Stored records
--- start ---

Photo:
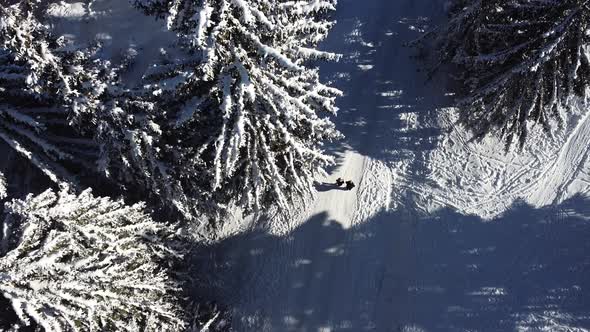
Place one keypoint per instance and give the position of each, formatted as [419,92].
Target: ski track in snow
[553,185]
[391,255]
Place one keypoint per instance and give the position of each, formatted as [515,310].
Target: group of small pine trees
[518,63]
[239,120]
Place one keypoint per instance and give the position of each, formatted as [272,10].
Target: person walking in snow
[349,185]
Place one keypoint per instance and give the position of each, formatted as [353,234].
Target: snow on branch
[83,263]
[258,114]
[46,88]
[521,62]
[3,190]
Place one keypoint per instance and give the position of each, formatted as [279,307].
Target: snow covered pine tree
[241,115]
[522,62]
[44,87]
[81,263]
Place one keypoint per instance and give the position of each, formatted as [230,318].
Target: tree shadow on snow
[389,107]
[326,186]
[528,269]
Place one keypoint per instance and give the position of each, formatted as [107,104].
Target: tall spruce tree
[83,263]
[521,62]
[46,87]
[243,117]
[3,191]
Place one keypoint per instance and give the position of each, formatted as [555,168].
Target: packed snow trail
[369,258]
[569,163]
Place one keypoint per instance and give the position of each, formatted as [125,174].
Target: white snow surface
[120,29]
[441,233]
[75,10]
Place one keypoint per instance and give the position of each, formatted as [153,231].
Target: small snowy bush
[82,263]
[521,62]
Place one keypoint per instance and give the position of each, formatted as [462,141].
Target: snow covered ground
[440,234]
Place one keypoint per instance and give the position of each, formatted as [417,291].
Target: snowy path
[370,259]
[568,165]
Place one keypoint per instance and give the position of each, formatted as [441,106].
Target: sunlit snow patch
[61,9]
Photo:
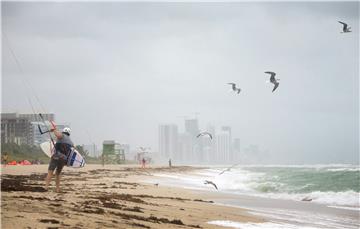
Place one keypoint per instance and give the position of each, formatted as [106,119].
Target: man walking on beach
[59,158]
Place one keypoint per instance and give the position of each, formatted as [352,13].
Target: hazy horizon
[117,70]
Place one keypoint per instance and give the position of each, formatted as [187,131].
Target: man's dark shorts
[57,164]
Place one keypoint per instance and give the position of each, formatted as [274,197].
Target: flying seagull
[346,29]
[203,134]
[273,80]
[234,88]
[210,182]
[228,169]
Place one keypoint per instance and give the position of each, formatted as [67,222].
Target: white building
[168,140]
[39,138]
[92,150]
[223,147]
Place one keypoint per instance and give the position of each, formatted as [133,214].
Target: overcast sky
[117,70]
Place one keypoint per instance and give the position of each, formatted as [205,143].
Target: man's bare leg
[48,178]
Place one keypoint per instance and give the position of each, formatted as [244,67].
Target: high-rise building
[37,118]
[223,147]
[192,127]
[185,147]
[236,149]
[228,129]
[210,146]
[112,152]
[39,138]
[15,129]
[168,141]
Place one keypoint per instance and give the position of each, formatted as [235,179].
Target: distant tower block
[113,152]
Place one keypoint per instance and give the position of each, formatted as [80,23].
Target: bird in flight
[234,88]
[203,134]
[210,182]
[346,29]
[273,80]
[228,169]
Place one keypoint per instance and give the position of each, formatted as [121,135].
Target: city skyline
[129,67]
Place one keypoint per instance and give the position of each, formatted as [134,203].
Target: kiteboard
[75,160]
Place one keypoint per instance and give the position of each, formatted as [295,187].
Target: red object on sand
[12,163]
[25,162]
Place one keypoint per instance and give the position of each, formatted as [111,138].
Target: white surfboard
[75,159]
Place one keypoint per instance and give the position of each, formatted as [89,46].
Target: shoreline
[113,196]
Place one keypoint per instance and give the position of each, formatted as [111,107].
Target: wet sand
[110,197]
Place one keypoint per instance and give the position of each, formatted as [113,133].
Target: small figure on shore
[212,183]
[102,159]
[346,28]
[143,162]
[5,158]
[59,158]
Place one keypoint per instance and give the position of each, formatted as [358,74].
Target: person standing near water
[59,158]
[143,161]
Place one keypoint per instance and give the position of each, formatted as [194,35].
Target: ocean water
[333,191]
[331,185]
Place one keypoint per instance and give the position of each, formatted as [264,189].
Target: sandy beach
[107,197]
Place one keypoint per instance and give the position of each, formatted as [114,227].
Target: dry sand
[110,197]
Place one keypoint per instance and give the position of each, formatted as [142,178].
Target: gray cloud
[118,69]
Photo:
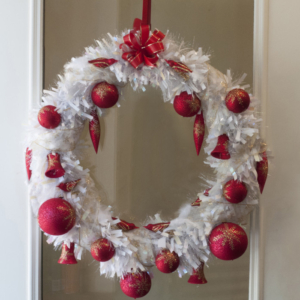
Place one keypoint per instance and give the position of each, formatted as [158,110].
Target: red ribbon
[144,49]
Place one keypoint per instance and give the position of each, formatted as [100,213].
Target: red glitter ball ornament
[48,117]
[228,241]
[136,285]
[166,261]
[56,216]
[187,105]
[235,191]
[237,100]
[105,95]
[102,250]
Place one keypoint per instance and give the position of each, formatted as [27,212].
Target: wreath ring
[63,194]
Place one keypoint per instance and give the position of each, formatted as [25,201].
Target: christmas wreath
[63,194]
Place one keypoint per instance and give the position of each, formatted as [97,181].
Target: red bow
[143,48]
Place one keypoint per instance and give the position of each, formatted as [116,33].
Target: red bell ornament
[102,250]
[187,105]
[237,100]
[136,285]
[67,255]
[221,150]
[105,95]
[262,168]
[198,276]
[48,117]
[228,241]
[55,170]
[28,157]
[235,191]
[166,261]
[56,216]
[94,128]
[199,131]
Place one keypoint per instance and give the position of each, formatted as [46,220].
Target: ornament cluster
[64,196]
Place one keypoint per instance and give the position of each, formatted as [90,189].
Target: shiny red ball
[102,250]
[235,191]
[105,95]
[136,285]
[48,117]
[228,241]
[237,100]
[56,216]
[187,105]
[166,261]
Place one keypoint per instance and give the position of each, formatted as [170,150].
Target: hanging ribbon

--- end ---

What the task requires:
Repeat the data exactly, excluding the pictures.

Written solution:
Photo:
Place one keypoint per instance and give the position of each, formatted as [419,92].
Target: ski track in snow
[553,185]
[391,255]
Place one keypoint per instance and give the position of each, formatted as [515,310].
Target: group of small pine trees
[518,63]
[239,120]
Place one keypoint per instance and give the position of each, formatted as [272,10].
Target: person walking in snow
[349,185]
Place one keypoint per instance and give the position of each, formatted as [353,234].
Target: snow on branch
[83,263]
[258,114]
[46,88]
[521,62]
[3,190]
Place one keypoint per instance and give the position of each, formatted as [279,307].
Target: snow covered pine tree
[241,115]
[522,62]
[44,87]
[81,263]
Place one keypoint per instance and give the position of each, formatted as [230,318].
Target: tree shadow on snow
[389,107]
[326,186]
[528,269]
Place one keypoint per instance and give the position of each, formatted as [107,104].
Target: tall spruce tree
[83,263]
[521,62]
[46,87]
[243,117]
[3,191]
Place one keypoint per instance and give the position of each, formatted as [555,168].
Target: packed snow trail
[369,258]
[569,163]
Place one keypoint per instance and give the position of each, formatted as [125,174].
Target: white snow surface
[120,29]
[441,233]
[75,10]
Place one keypoint per instance and give the position of each, formatted as [153,231].
Target: small snowy bush
[82,263]
[521,62]
Place one keypoint per instance and give the position of each, formatted as [462,141].
Target: snow covered ground
[440,234]
Place one keypoint per instance and give the position of each, formatted as [417,291].
Target: snowy path
[370,259]
[568,165]
Place one keypoint per instance and give the position of each, formatted as [441,106].
Target: sunlit snow patch
[61,9]
Photo:
Place one keypoint per instance and give the position of each, formatted as [106,119].
Target: man walking on beach
[59,158]
Place one keypoint per instance and give the position of each, formatted as [352,13].
Target: hazy horizon
[117,70]
Place one keypoint per instance and give the position of each, formatted as [187,131].
Target: man's dark shorts
[57,164]
Place one keypoint per instance and give the position of each, formatted as [274,197].
Target: flying seagull
[346,29]
[203,134]
[273,80]
[234,88]
[210,182]
[228,169]
Place one keypoint per instance and give the position of each, formatted as [67,222].
Target: white building
[168,140]
[39,138]
[92,150]
[223,147]
Place one keypoint per instance and give the position of each, formatted as [133,214].
Target: overcast sky
[117,70]
Place one keypoint per instance and give the position of each, formatted as [205,143].
Target: man's bare leg
[48,178]
Place one keypoint per instance and give the position of each, formatted as [244,67].
Target: high-rise building
[37,118]
[223,147]
[192,127]
[185,147]
[236,149]
[228,129]
[210,146]
[112,152]
[39,138]
[15,129]
[168,141]
Place one keypoint per instance and give the position of each, formatted as [235,179].
Target: distant tower block
[113,152]
Place one keypoint per instance and give the position of each, formatted as [80,23].
Target: bird in flight
[234,88]
[203,134]
[210,182]
[346,29]
[273,80]
[228,169]
Place one keypoint per instance and give the position of each, formatted as [121,135].
Target: city skyline
[129,67]
Place one keypoint per instance and give the position of each, formatted as [134,203].
Target: kiteboard
[75,160]
Place one keypoint per instance and give the position of each, formatted as [295,187].
Target: red object on sand
[12,163]
[25,162]
Place one keypoint per instance and give the position of each, formatted as [111,138].
Target: white surfboard
[75,159]
Place one keypoint per instance and give the position of each, formatted as [89,46].
Target: shoreline
[113,196]
Place one keypoint per instance and give the position of each, formatted as [111,107].
Target: wet sand
[110,197]
Place one keypoint per instance and give the position of each, formatted as [113,133].
Target: small figure on shore
[212,183]
[102,159]
[346,28]
[143,162]
[5,158]
[59,158]
Place one keypoint per instance and give the position of each, formatted as [358,74].
Target: person standing near water
[59,158]
[143,161]
Place one keypoint per instance and give the position of each, formatted as [194,35].
Target: ocean water
[333,191]
[331,185]
Place one keypoint per instance and give the position of each, formatted as [264,189].
Target: sandy beach
[107,197]
Place one keypoint per instance and give the position of each, formatted as [114,227].
Target: dry sand
[110,197]
Place one keypoint per instance and give the position of each, formatted as [142,178].
Target: gray cloud
[118,69]
Photo:
Place one keypoint per instance and give the position of each, formatted as [158,110].
Target: red ribbon
[144,49]
Place one keypoint per instance and give the position of each, formatted as [100,213].
Target: red glitter ball ornament
[48,117]
[228,241]
[136,285]
[166,261]
[56,216]
[187,105]
[235,191]
[237,100]
[105,95]
[102,250]
Place one keypoint per instance and give the position of each, formatted as [27,212].
Target: wreath ring
[63,194]
Place one keypoint per instance and give the position of each, formatted as [25,201].
Target: christmas wreath
[63,194]
Place one keypoint per instance and give the position of each, formatted as [97,181].
Target: red bow
[143,48]
Place one keypoint per instance and give the position of each, formatted as [116,33].
Target: red bell ornament
[102,250]
[187,105]
[237,100]
[136,285]
[67,255]
[221,150]
[105,95]
[262,168]
[198,276]
[48,117]
[228,241]
[55,170]
[28,157]
[235,191]
[166,261]
[56,216]
[94,128]
[199,131]
Place one keypoint per instance and give the position of each, formatted as [46,220].
Target: ornament cluster
[64,196]
Place one keypoint per instance and give the position of each, formatted as [90,189].
Target: shiny red ball
[102,250]
[235,191]
[105,95]
[136,285]
[48,117]
[228,241]
[237,100]
[56,216]
[187,105]
[166,261]
Place one keypoint per instance and give the position of each, formatted as [170,150].
Target: hanging ribbon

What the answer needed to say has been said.